**** Task input ****

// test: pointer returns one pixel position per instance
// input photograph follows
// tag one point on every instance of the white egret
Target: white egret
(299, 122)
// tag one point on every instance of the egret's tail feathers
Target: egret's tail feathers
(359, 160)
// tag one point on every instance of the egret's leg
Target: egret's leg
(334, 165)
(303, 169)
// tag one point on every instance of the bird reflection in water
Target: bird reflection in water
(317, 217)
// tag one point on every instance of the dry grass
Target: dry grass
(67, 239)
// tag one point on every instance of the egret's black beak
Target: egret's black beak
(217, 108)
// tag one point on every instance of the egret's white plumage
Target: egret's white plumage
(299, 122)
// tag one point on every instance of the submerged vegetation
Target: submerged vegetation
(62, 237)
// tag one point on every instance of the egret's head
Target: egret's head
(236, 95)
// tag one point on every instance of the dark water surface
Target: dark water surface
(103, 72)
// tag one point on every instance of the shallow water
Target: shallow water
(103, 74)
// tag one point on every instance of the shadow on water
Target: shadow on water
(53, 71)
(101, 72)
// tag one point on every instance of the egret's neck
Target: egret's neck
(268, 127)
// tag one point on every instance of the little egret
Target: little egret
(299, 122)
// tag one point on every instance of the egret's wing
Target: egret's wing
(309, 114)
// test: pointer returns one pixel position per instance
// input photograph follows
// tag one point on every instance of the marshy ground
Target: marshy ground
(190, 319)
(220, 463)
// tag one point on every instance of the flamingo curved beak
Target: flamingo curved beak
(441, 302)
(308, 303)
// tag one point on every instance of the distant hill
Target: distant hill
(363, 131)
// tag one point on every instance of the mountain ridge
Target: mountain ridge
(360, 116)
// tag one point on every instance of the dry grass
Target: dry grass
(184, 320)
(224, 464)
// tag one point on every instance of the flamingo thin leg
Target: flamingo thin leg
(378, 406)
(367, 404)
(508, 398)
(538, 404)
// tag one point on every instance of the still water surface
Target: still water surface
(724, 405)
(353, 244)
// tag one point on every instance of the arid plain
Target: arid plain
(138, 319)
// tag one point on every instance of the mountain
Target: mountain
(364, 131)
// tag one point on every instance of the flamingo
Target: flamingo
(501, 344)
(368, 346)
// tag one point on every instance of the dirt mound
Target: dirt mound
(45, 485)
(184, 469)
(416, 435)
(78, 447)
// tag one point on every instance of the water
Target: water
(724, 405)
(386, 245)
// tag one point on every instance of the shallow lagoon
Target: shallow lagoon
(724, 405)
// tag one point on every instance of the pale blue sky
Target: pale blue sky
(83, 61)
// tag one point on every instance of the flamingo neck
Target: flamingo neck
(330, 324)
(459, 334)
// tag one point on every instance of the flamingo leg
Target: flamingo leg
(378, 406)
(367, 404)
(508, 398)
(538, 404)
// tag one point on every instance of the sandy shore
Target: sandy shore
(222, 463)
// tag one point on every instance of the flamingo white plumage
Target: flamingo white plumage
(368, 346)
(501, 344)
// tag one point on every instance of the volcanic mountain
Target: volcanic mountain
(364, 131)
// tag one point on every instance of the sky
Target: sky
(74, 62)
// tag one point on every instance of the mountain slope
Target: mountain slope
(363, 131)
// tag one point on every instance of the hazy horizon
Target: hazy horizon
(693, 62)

****

§ Task requirements: Would you repeat each of the lines above exactly?

§ Output:
// test: pointer returns one pixel position per instance
// input photograph follows
// tag one point on every instance of the white egret
Target: white egret
(299, 122)
// tag one point on every instance of the egret's tail feathers
Target: egret's tail feathers
(359, 160)
// tag one point on every instance of the egret's leg
Target: egret's leg
(334, 165)
(303, 169)
// tag one point on every instance of the bird reflection in water
Target: bird reflection in water
(317, 217)
// tag one point on every instance of the dry grass
Target: dry grass
(67, 239)
// tag one point on every instance of the egret's black beak
Target: egret's black beak
(217, 108)
// tag one point on every instance of the egret's white plumage
Target: egret's white plumage
(299, 122)
// tag one point on every instance of the submerged vegetation
Target: submerged vegetation
(62, 237)
// tag one point on every instance of the egret's head
Target: egret's head
(236, 95)
// tag one point on every instance of the dark water surface
Target: dark water surface
(103, 72)
// tag one point on every instance of the shallow water
Target: shallow water
(103, 74)
// tag one point on every instance of the shadow on water
Target: shadow on water
(53, 71)
(101, 72)
// tag one point on every instance of the egret's neck
Target: egret's neck
(268, 127)
// tag one point on every instance of the little egret
Target: little egret
(299, 122)
// tag one point on every instance of the egret's wing
Target: egret's wing
(309, 114)
// test: pointer returns one pixel position per instance
// input photograph follows
// tag one point on every instance of the marshy ground
Target: marshy ground
(190, 319)
(220, 463)
// tag one point on every instance of the flamingo curved beak
Target: flamingo curved beak
(441, 302)
(308, 303)
// tag one point on every instance of the distant hill
Target: distant hill
(363, 131)
// tag one point on every instance of the mountain ridge
Target: mountain ridge
(360, 116)
// tag one point on every instance of the dry grass
Target: dry grass
(184, 320)
(224, 464)
// tag one point on every instance of the flamingo thin leg
Target: flamingo thin leg
(378, 406)
(367, 404)
(508, 398)
(538, 404)
// tag one point on every instance of the still water surface
Target: still water surface
(724, 405)
(353, 244)
// tag one point on every instance of the arid plain
Target: arid plain
(138, 319)
// tag one point on every instance of the mountain
Target: mountain
(364, 131)
// tag one point on every instance of the flamingo
Target: flamingo
(501, 344)
(368, 346)
// tag one point on every instance of the dirt mound
Target: dirt mound
(45, 485)
(184, 469)
(416, 435)
(78, 447)
// tag one point on every instance of the water
Target: water
(724, 405)
(386, 245)
// tag one point on every instance of the shallow lagoon
Target: shallow lagoon
(724, 405)
// tag one point on every instance of the pale blue sky
Target: pale blue sky
(83, 61)
// tag one point on every instance of the flamingo neck
Target: flamingo neck
(330, 324)
(459, 334)
// tag one point on every instance of the flamingo leg
Target: flamingo leg
(378, 406)
(367, 404)
(508, 398)
(538, 404)
// tag one point on every instance of the sandy shore
Target: sandy shore
(222, 463)
// tag one point on every instance of the flamingo white plumage
Target: flamingo white plumage
(368, 346)
(501, 344)
// tag one point on every instance of the volcanic mountain
Target: volcanic mountain
(364, 131)
// tag one point on every instance of the sky
Target: sky
(74, 62)
// tag one point on every instance of the mountain slope
Target: mountain slope
(363, 131)
// tag one point on every instance of the hazy horizon
Target: hazy horizon
(693, 62)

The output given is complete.